Object location annotation data:
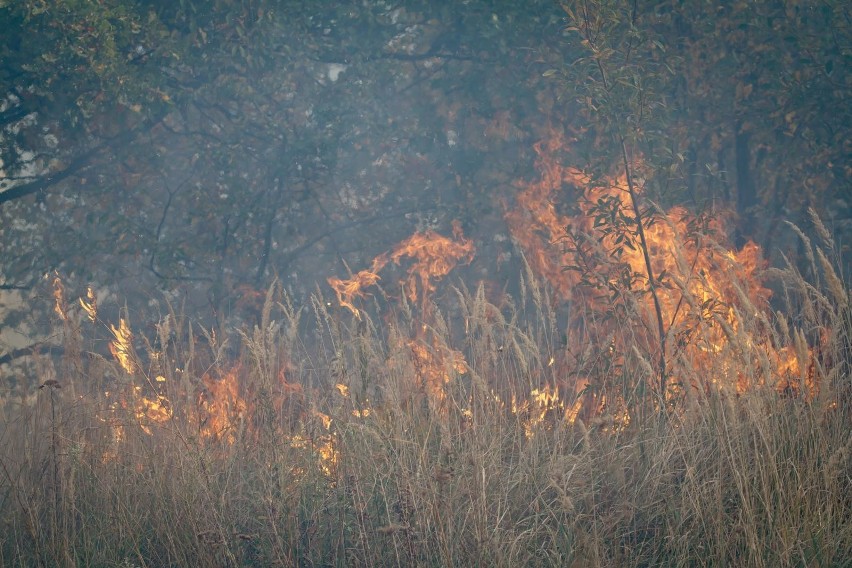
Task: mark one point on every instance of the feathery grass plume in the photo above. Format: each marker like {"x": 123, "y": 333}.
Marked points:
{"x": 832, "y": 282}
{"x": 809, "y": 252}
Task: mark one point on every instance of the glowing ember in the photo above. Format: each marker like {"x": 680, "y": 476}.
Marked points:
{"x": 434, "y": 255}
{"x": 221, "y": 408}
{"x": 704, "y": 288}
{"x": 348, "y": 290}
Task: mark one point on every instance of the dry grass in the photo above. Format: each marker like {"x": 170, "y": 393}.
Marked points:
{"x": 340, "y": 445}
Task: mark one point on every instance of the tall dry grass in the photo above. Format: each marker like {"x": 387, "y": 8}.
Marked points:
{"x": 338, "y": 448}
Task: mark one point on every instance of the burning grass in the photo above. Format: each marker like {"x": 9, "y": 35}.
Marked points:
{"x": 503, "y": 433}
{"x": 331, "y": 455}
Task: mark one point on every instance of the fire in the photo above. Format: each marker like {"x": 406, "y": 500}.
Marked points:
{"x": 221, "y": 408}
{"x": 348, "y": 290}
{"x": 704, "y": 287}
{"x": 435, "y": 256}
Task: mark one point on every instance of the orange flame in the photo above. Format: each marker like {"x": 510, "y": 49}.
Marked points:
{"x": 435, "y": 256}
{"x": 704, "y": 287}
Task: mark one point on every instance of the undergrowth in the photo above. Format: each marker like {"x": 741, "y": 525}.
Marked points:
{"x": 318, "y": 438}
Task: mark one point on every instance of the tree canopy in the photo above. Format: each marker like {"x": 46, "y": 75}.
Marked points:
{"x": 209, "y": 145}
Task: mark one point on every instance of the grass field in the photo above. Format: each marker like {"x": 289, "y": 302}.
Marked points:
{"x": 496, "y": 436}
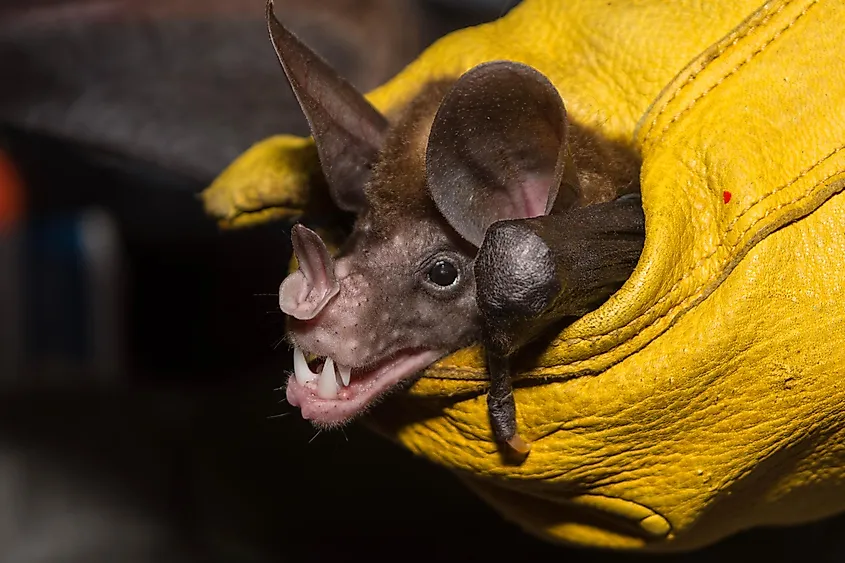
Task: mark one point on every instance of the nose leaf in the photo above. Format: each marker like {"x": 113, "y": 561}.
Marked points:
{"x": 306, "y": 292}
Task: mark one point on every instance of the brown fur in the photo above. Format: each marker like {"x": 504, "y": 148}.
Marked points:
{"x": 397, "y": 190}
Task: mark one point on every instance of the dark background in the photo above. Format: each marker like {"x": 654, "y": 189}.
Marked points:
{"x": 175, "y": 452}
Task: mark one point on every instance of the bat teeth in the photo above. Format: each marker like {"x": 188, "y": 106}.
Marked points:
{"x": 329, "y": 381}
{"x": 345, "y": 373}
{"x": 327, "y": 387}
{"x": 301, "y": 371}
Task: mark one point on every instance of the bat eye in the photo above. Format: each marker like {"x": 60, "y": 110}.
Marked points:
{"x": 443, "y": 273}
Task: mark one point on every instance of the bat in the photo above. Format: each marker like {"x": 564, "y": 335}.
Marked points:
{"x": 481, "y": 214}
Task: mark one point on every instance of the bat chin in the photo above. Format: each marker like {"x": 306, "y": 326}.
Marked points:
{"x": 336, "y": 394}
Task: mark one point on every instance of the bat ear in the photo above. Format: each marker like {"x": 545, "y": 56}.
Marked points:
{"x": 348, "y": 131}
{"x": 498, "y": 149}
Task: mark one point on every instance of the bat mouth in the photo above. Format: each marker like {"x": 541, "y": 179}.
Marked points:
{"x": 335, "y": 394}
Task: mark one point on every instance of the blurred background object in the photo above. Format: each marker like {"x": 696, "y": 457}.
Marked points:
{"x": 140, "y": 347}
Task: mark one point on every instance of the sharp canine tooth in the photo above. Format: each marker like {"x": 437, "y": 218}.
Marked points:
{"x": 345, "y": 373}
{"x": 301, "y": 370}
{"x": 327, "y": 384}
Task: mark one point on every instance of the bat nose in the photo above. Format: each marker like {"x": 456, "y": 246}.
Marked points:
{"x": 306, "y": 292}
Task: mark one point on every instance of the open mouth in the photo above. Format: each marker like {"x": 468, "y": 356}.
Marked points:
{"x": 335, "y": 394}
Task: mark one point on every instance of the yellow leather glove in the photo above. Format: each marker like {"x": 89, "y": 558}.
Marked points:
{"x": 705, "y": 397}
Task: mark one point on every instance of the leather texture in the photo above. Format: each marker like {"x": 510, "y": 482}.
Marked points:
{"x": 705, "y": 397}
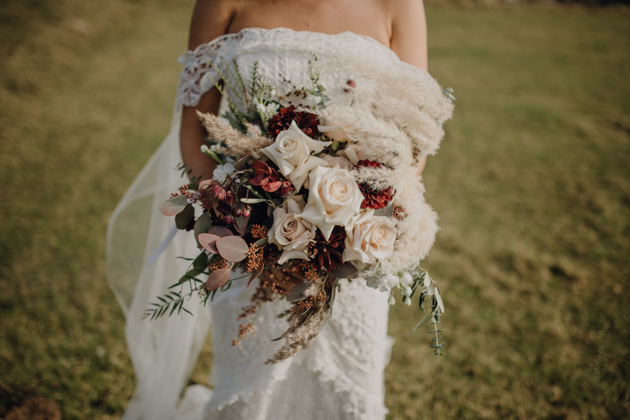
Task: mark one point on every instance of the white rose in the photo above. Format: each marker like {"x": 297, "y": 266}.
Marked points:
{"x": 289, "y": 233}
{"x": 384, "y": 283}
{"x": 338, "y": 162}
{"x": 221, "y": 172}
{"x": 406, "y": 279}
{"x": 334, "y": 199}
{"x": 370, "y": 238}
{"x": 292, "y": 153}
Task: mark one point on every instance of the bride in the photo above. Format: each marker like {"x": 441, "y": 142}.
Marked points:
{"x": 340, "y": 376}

> _Problem to solve_
Pictures are to be left out; repeat all the remaining data exactly.

> _Exercise output_
Task: mark one point on every instance of the feathery grass plume in the photo above. Format: each marker like {"x": 123, "y": 333}.
Marked points:
{"x": 832, "y": 282}
{"x": 809, "y": 252}
Task: mark one point on every instance of the glowing ember in the photo above. Format: each marker like {"x": 680, "y": 476}.
Marked points:
{"x": 434, "y": 255}
{"x": 221, "y": 408}
{"x": 704, "y": 288}
{"x": 348, "y": 290}
Task: mark one point on every instance of the dry grass in the photo above. Format: each marker like {"x": 170, "y": 393}.
Marked points:
{"x": 340, "y": 445}
Task: mark one point on every instance of the tall dry grass in the photo above. Format: each marker like {"x": 387, "y": 8}.
Marked points:
{"x": 338, "y": 448}
Task: mark one point on every instance of the burning grass in the photo above. Format: each marker like {"x": 9, "y": 35}.
Marked points:
{"x": 503, "y": 433}
{"x": 331, "y": 455}
Task: mark one point on every instance of the fire in the photo above. Format: each marker like {"x": 406, "y": 500}.
Marked points:
{"x": 221, "y": 408}
{"x": 348, "y": 290}
{"x": 704, "y": 287}
{"x": 435, "y": 256}
Task: mark one point on every instance of the orange flame in the photo above. Format: each marker like {"x": 510, "y": 49}.
Marked points:
{"x": 435, "y": 256}
{"x": 704, "y": 287}
Task: mark one point on every instance of the undergrowth in the photo above. Format: each marker like {"x": 741, "y": 525}.
Marked points:
{"x": 318, "y": 438}
Task: mark one point on every instance of the tree canopy in the photo above. Format: each marker like {"x": 46, "y": 75}.
Marked points:
{"x": 209, "y": 145}
Task: mark one point on every instance of the grass field in the photo above. Format: each marker like {"x": 289, "y": 302}.
Marked points:
{"x": 496, "y": 436}
Task: mark one point on every instance of the nose leaf in the photo above. Format: each marker like {"x": 113, "y": 561}.
Marked points:
{"x": 306, "y": 292}
Task: mark one point on every instance of the brown fur in the photo above. Format: each marker like {"x": 504, "y": 148}.
Marked points:
{"x": 397, "y": 190}
Task: mark one point on every instance of the dark background in the photo above. Format: each marker like {"x": 654, "y": 189}.
Marked points:
{"x": 175, "y": 452}
Task: mark one point on every instance of the bat teeth in the photo above. Format: each marker like {"x": 188, "y": 106}.
Marked points:
{"x": 329, "y": 381}
{"x": 345, "y": 373}
{"x": 327, "y": 387}
{"x": 301, "y": 371}
Task: mark one point on every instance of the bat eye in the photo above. Format: each marker like {"x": 60, "y": 110}.
Marked points:
{"x": 443, "y": 273}
Task: mark one point on every instance of the bat in the photo above. Format: each marker like {"x": 564, "y": 335}.
Marked points:
{"x": 481, "y": 214}
Task: mark one point on every instance of the bat chin in the photo above. Format: each marker like {"x": 306, "y": 326}.
Marked points:
{"x": 336, "y": 394}
Task: mark one point on every instance of the bat ear in the photo above. Format: each marker like {"x": 545, "y": 56}.
Marked points:
{"x": 348, "y": 131}
{"x": 498, "y": 149}
Task: mark one point on every instance of the bat mouth in the photo above. Format: each marker like {"x": 541, "y": 179}.
Marked points:
{"x": 335, "y": 394}
Task: mark one point on every instance of the blurred background object in the photo above. Format: each marker like {"x": 696, "y": 457}.
Marked points:
{"x": 140, "y": 347}
Task: mark one point on every instance of the sharp canine tooth in the photo above. Format: each marker like {"x": 437, "y": 218}.
Marked points:
{"x": 345, "y": 373}
{"x": 301, "y": 370}
{"x": 327, "y": 384}
Task: mark one point on every instance of the bat nose in the photo above. Format: each marker like {"x": 456, "y": 246}.
Marked points:
{"x": 306, "y": 292}
Task: mark one point on every instance of the open mouth in the photo above. Format: each marker like {"x": 468, "y": 356}.
Marked points:
{"x": 335, "y": 394}
Task: mark one point on every instance of the yellow leather glove in the photo above. Format: each marker like {"x": 89, "y": 558}.
Marked points:
{"x": 705, "y": 397}
Task: mark one point on every instance of the leather texture in the photo above. Format: each marker like {"x": 510, "y": 482}.
Marked points:
{"x": 705, "y": 397}
Task: mark one point on every instance of the white rose in the photo above. Format: each marker like {"x": 297, "y": 266}.
Marked points:
{"x": 289, "y": 233}
{"x": 384, "y": 283}
{"x": 338, "y": 162}
{"x": 221, "y": 172}
{"x": 406, "y": 279}
{"x": 334, "y": 199}
{"x": 370, "y": 238}
{"x": 292, "y": 153}
Task: mark one point on every instance of the bride in the photo above. Format: each marker like {"x": 441, "y": 142}.
Marked points:
{"x": 340, "y": 376}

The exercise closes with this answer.